Excerpted passage:
--*--

Using pointers with char type variables

The reason this works is that "NewbieHack.com" is a null terminated char array which can be visualised as {'N', 'e', 'w', 'b', 'i', 'e', 'H', 'a', 'c', 'k', '.', 'c', 'o', 'm', '\0'}.

So when you make the Send_A_String("NewbieHack.com") call, the const string "NewbieHack.com" will be casted to a const char* which points to the beginning of the char array ('N' in this case).

In the while loop you will iterate the char array until you hit the end of the char array (which is '\0').

Albeit this is dubious, as per polkadotcadaver's comment, I'll explain.

(Unprefixed) String literals are actually of type const char[], not std::string. char[] actually decays to char* when the function is called. Send_A_String is not const-correct (as it should indeed accept const char*), but that probably only results in a warning from your compiler.

Notice that the input is not a char-type variable but a pointer-to-char-type variable! This makes all the difference. So the const char[] "NewbieHack.com" decays to const char* which is compatible with char*.

Now the pointer points to the first char of the char[], that's 'N'. Since it's a pointer, you need to dereference it using the operator* in order to get to the char.

--*--

Raw records:

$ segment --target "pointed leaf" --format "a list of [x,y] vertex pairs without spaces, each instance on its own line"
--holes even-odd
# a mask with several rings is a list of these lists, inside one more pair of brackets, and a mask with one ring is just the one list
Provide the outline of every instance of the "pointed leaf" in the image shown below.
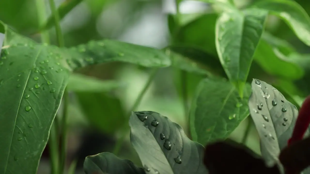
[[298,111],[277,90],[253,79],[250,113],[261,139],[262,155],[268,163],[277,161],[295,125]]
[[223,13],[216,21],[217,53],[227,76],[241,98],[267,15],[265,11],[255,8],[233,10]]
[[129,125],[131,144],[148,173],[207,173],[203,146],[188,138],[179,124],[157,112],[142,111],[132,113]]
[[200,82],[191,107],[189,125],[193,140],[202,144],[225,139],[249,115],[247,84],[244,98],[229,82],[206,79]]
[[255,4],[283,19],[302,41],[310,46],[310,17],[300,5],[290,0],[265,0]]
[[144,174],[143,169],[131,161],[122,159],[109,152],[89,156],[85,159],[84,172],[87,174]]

--*--

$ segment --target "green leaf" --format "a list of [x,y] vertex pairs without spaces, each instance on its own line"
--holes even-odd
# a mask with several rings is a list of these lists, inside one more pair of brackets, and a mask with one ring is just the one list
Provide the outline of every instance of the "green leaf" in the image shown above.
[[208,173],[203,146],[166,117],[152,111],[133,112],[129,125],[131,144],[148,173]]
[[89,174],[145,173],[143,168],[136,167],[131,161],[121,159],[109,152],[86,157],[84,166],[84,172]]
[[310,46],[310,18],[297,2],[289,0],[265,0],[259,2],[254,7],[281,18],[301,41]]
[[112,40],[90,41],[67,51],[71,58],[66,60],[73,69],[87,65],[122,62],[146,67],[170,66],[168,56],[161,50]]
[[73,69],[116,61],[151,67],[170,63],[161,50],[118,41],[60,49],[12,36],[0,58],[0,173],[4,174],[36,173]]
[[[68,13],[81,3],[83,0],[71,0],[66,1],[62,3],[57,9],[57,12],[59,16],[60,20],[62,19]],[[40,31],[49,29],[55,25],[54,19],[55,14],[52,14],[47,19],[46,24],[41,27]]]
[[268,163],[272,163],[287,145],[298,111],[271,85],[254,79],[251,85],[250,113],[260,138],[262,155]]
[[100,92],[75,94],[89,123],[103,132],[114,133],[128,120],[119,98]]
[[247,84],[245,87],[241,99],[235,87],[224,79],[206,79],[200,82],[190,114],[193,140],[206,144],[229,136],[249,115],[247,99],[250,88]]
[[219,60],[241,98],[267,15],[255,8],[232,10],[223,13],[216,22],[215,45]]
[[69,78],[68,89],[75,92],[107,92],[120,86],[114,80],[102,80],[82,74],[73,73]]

--*--

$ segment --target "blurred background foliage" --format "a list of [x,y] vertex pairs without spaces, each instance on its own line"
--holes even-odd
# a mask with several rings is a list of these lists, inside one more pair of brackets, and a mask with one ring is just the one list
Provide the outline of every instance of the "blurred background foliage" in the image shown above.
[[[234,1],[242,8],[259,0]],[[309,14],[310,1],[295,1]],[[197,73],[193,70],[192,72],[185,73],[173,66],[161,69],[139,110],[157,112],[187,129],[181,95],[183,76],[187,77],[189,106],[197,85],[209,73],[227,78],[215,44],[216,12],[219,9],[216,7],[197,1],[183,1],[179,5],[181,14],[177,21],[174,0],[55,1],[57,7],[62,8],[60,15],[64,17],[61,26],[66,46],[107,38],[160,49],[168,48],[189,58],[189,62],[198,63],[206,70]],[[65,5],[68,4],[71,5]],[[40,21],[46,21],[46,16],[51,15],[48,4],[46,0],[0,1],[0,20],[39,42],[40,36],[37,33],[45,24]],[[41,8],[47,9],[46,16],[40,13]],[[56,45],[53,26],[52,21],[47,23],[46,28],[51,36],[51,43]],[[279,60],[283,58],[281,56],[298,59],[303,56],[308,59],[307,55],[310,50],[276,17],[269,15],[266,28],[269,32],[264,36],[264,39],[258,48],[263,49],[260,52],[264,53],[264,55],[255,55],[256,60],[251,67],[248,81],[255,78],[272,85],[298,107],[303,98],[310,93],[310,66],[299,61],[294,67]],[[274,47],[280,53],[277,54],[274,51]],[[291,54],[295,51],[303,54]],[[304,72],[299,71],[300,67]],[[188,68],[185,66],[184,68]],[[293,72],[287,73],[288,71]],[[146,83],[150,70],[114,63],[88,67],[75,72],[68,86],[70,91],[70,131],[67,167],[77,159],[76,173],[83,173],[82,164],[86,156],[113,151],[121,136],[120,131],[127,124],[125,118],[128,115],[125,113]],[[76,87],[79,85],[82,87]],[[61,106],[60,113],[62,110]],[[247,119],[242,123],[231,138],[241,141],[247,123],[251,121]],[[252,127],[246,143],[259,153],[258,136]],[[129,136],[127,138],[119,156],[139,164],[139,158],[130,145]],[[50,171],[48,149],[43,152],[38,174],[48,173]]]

--*--

Direction A: From the char pointer explanation, extract the stretch from "The reason this" through "comment, I'll explain.".
Direction B:
Answer these questions from the char pointer explanation:
(i) What character marks the end of the char array that the while loop iterates?
(ii) Of what type are unprefixed string literals actually?
(iii) Which operator is used to dereference the pointer to get to the char?
Direction C: Can you rewrite the paragraph in the char pointer explanation beginning "(Unprefixed) String literals are actually" as a short list that keeps its main facts?

Task answer A:
The reason this works is that "NewbieHack.com" is a null terminated char array which can be visualised as {'N', 'e', 'w', 'b', 'i', 'e', 'H', 'a', 'c', 'k', '.', 'c', 'o', 'm', '\0'}.

So when you make the Send_A_String("NewbieHack.com") call, the const string "NewbieHack.com" will be casted to a const char* which points to the beginning of the char array ('N' in this case).

In the while loop you will iterate the char array until you hit the end of the char array (which is '\0').

Albeit this is dubious, as per polkadotcadaver's comment, I'll explain.

Task answer B:
(i) '\0'
(ii) const char[]
(iii) operator*

Task answer C:
- Unprefixed string literals are of type const char[], not std::string.
- When the function is called, char[] decays to char*.
- Send_A_String is not const-correct; it should accept const char*.
- This probably only results in a compiler warning.